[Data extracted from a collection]
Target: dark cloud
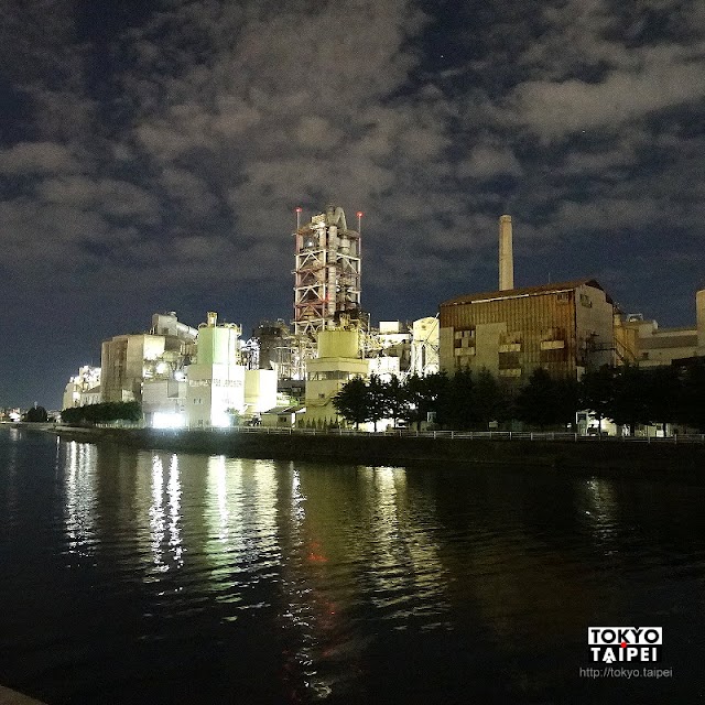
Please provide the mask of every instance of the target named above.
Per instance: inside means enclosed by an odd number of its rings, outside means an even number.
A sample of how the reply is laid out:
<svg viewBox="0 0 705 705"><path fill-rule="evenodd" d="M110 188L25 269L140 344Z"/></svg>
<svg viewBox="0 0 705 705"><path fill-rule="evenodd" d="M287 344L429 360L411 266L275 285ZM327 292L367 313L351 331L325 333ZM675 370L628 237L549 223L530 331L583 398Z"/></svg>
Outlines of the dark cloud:
<svg viewBox="0 0 705 705"><path fill-rule="evenodd" d="M491 289L511 213L518 284L603 276L686 322L653 292L702 285L702 2L118 10L0 9L4 295L59 296L84 347L150 306L288 317L293 207L329 199L366 213L373 319Z"/></svg>

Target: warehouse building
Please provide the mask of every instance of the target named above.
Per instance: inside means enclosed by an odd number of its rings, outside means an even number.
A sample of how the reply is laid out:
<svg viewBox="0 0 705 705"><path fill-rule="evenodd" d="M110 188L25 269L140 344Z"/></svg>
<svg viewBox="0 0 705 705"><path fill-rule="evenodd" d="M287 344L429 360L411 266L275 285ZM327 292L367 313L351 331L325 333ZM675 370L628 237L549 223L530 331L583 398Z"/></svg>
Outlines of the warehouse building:
<svg viewBox="0 0 705 705"><path fill-rule="evenodd" d="M578 379L614 361L614 304L592 279L458 296L440 307L440 361L523 383L538 367Z"/></svg>

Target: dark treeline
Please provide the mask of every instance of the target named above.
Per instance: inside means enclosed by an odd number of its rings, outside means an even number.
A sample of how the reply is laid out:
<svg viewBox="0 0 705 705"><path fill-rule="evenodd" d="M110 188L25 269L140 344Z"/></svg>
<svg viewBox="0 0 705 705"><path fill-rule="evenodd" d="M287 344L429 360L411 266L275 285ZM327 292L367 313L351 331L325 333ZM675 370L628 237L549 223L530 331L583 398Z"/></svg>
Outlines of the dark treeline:
<svg viewBox="0 0 705 705"><path fill-rule="evenodd" d="M350 424L392 419L416 426L429 417L444 429L487 431L513 421L540 430L565 430L578 411L592 411L601 424L611 419L629 426L672 423L705 432L705 364L683 369L633 366L604 367L586 372L579 382L552 378L536 369L517 389L489 371L460 370L453 377L437 372L411 376L404 382L350 380L334 399ZM430 416L431 414L431 416Z"/></svg>
<svg viewBox="0 0 705 705"><path fill-rule="evenodd" d="M74 406L62 411L62 422L72 425L90 425L94 423L109 423L110 421L141 421L142 408L137 401L105 402Z"/></svg>

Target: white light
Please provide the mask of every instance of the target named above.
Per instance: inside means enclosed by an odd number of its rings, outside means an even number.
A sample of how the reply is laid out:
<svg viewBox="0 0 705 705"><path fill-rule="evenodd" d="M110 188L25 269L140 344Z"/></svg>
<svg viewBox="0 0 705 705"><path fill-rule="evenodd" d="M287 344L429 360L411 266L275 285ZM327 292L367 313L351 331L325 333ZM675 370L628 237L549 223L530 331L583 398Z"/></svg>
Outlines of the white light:
<svg viewBox="0 0 705 705"><path fill-rule="evenodd" d="M214 411L210 423L217 429L227 429L230 425L230 414L225 411Z"/></svg>
<svg viewBox="0 0 705 705"><path fill-rule="evenodd" d="M156 411L152 417L153 429L183 429L186 425L186 419L183 414L173 411Z"/></svg>

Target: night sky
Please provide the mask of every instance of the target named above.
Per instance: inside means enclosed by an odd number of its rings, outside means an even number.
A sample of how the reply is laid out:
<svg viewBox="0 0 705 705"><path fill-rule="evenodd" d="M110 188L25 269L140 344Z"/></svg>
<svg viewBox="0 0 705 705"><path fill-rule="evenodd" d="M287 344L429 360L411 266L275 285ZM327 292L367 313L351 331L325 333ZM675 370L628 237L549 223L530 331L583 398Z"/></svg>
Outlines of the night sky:
<svg viewBox="0 0 705 705"><path fill-rule="evenodd" d="M175 311L293 313L293 209L365 212L372 322L595 276L695 318L702 0L2 0L0 406Z"/></svg>

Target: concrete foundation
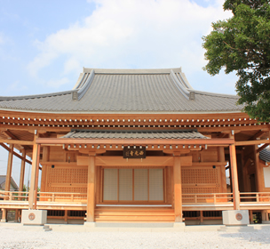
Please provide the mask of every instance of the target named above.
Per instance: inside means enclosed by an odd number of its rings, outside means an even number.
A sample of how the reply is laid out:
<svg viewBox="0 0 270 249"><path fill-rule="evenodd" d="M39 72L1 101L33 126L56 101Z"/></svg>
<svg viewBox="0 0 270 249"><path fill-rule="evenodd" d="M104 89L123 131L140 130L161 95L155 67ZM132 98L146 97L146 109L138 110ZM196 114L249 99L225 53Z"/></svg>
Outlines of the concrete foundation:
<svg viewBox="0 0 270 249"><path fill-rule="evenodd" d="M47 223L47 210L22 210L21 223L23 225L44 226Z"/></svg>
<svg viewBox="0 0 270 249"><path fill-rule="evenodd" d="M247 226L250 224L248 210L222 211L223 224L226 226Z"/></svg>

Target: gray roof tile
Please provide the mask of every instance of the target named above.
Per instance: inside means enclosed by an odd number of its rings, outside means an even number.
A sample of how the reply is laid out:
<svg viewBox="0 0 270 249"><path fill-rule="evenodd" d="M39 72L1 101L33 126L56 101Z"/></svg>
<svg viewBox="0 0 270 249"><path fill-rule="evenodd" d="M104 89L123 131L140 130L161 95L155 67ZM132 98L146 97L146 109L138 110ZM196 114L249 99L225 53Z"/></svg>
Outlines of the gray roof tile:
<svg viewBox="0 0 270 249"><path fill-rule="evenodd" d="M232 112L238 97L193 90L179 69L84 68L74 90L0 97L1 109L38 112ZM195 93L189 100L190 92ZM74 95L75 94L75 95ZM77 100L72 98L77 94Z"/></svg>

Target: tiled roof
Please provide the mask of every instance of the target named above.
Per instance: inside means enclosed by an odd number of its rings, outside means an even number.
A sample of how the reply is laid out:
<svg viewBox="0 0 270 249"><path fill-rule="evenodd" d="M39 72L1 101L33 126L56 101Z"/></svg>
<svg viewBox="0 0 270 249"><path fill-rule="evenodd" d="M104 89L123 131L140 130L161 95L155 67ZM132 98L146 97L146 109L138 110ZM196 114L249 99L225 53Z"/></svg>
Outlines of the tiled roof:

[Task goal] Restate each of the entries above word for word and skip every image.

[Written response]
Target: dark cloud
Please provide the mask of every instance of the target named above.
Per instance: inside means enclosed by an odd number of its rings, outside means an even number.
A sample of how the reply is laid out:
<svg viewBox="0 0 705 705"><path fill-rule="evenodd" d="M110 188L25 269L140 344Z"/></svg>
<svg viewBox="0 0 705 705"><path fill-rule="evenodd" d="M287 344L429 360L411 266L275 285ZM327 292L367 313L351 331L325 333ZM675 370L628 237L549 223L530 331L583 398Z"/></svg>
Outlines of the dark cloud:
<svg viewBox="0 0 705 705"><path fill-rule="evenodd" d="M491 289L511 213L518 284L603 276L686 322L653 292L702 285L702 2L118 10L0 9L4 295L59 296L84 347L150 306L288 317L293 207L329 199L366 213L373 319Z"/></svg>

Target: warehouse building
Please provide the mask of every instance of the target named above.
Per instance: inside means enclosed by an odd number of its rings, outside means an even number.
A sample of how the reply is laid out:
<svg viewBox="0 0 705 705"><path fill-rule="evenodd" d="M110 188L25 269L140 344Z"/></svg>
<svg viewBox="0 0 705 705"><path fill-rule="evenodd" d="M287 344L429 360L411 266L275 285ZM327 292L367 313L351 331L325 333ZM675 370L628 237L549 223L530 331L583 398Z"/></svg>
Outlines of the warehouse building:
<svg viewBox="0 0 705 705"><path fill-rule="evenodd" d="M578 379L614 361L614 304L592 279L458 296L440 307L440 361L523 383L538 367Z"/></svg>

Target: dark treeline
Please provide the mask of every instance of the target named above.
Per instance: inside means enclosed by an odd number of its rings, outside means an even number.
A sample of how the reply is laid out:
<svg viewBox="0 0 705 705"><path fill-rule="evenodd" d="M110 188L25 269L140 344Z"/></svg>
<svg viewBox="0 0 705 705"><path fill-rule="evenodd" d="M287 344L429 360L411 266L275 285ZM327 292L367 313L351 331L325 333ZM675 370L628 237L549 223L530 331L583 398Z"/></svg>
Outlines of the dark treeline:
<svg viewBox="0 0 705 705"><path fill-rule="evenodd" d="M350 424L392 419L416 426L429 417L444 429L487 431L513 421L540 430L565 430L578 411L592 411L601 424L611 419L629 426L672 423L705 432L705 364L683 369L633 366L604 367L586 372L579 382L552 378L536 369L517 389L489 371L460 370L453 377L437 372L411 376L404 382L350 380L334 399ZM430 416L431 414L431 416Z"/></svg>
<svg viewBox="0 0 705 705"><path fill-rule="evenodd" d="M74 406L62 411L62 422L72 425L90 425L94 423L109 423L110 421L141 421L142 408L137 401L105 402Z"/></svg>

Target: white light
Please provide the mask of every instance of the target named above.
Per instance: inside means enclosed by an odd number of its rings, outside means an even number.
A sample of how the reply is laid out:
<svg viewBox="0 0 705 705"><path fill-rule="evenodd" d="M110 188L25 269L140 344Z"/></svg>
<svg viewBox="0 0 705 705"><path fill-rule="evenodd" d="M287 344L429 360L411 266L275 285ZM327 292L367 313L351 331L325 333ZM675 370L628 237L549 223L530 331L583 398Z"/></svg>
Outlines of the white light:
<svg viewBox="0 0 705 705"><path fill-rule="evenodd" d="M214 411L210 423L217 429L227 429L230 425L230 414L225 411Z"/></svg>
<svg viewBox="0 0 705 705"><path fill-rule="evenodd" d="M156 411L152 417L153 429L183 429L186 425L186 419L183 414L173 411Z"/></svg>

Target: night sky
Please provide the mask of every instance of the target named above.
Per instance: inside means enclosed by an odd number of its rings, outside means an even number.
A sample of how the reply is laid out:
<svg viewBox="0 0 705 705"><path fill-rule="evenodd" d="M110 188L25 269L140 344Z"/></svg>
<svg viewBox="0 0 705 705"><path fill-rule="evenodd" d="M287 344L429 360L411 266L275 285ZM327 292L367 313L351 331L325 333ZM675 370L628 237L549 223L530 331L583 398Z"/></svg>
Outlines of the night sky:
<svg viewBox="0 0 705 705"><path fill-rule="evenodd" d="M175 311L293 313L293 209L365 212L372 322L595 276L695 318L702 0L2 0L0 406Z"/></svg>

Target: concrete foundation
Please provide the mask of every instance of the target named above.
Per instance: inside means enclosed by an odd number of its rings, outside means an even number.
A sample of how the reply is laid out:
<svg viewBox="0 0 270 249"><path fill-rule="evenodd" d="M39 72L1 101L33 126L56 101Z"/></svg>
<svg viewBox="0 0 270 249"><path fill-rule="evenodd" d="M104 89L123 131L140 130L161 95L155 67ZM132 98L146 97L146 109L138 110ZM196 114L249 99L225 53Z"/></svg>
Outlines of the concrete foundation:
<svg viewBox="0 0 270 249"><path fill-rule="evenodd" d="M47 223L47 210L22 210L21 223L23 225L44 226Z"/></svg>
<svg viewBox="0 0 270 249"><path fill-rule="evenodd" d="M247 226L250 224L248 210L222 211L223 224L226 226Z"/></svg>

Target: gray roof tile
Please provide the mask of every instance of the target named above.
Per instance: inside means enclosed by an odd number of its rings, outside means an even number.
A sample of how the reply is laid out:
<svg viewBox="0 0 270 249"><path fill-rule="evenodd" d="M39 72L1 101L33 126L56 101Z"/></svg>
<svg viewBox="0 0 270 249"><path fill-rule="evenodd" d="M104 89L123 131L140 130L161 95L155 67ZM132 98L146 97L146 109L138 110ZM196 114L249 99L225 53Z"/></svg>
Outlines of the gray roof tile:
<svg viewBox="0 0 270 249"><path fill-rule="evenodd" d="M232 112L238 97L193 90L179 69L84 68L74 90L0 97L1 109L38 112ZM195 93L189 100L190 92ZM74 95L75 94L75 95ZM77 100L72 98L77 94Z"/></svg>

Target: tiled roof
Please provide the mask of every instance of the target named above.
Per instance: inside means enclosed by an odd number of its rings, outside means an even number.
A sample of how the reply is laid out:
<svg viewBox="0 0 270 249"><path fill-rule="evenodd" d="M39 72L1 101L33 126L56 101Z"/></svg>
<svg viewBox="0 0 270 249"><path fill-rule="evenodd" d="M104 89L123 131L140 130L161 95L155 67ZM132 98L146 97L146 109L138 110ZM196 114L249 99L225 53Z"/></svg>
Outlines of the tiled roof:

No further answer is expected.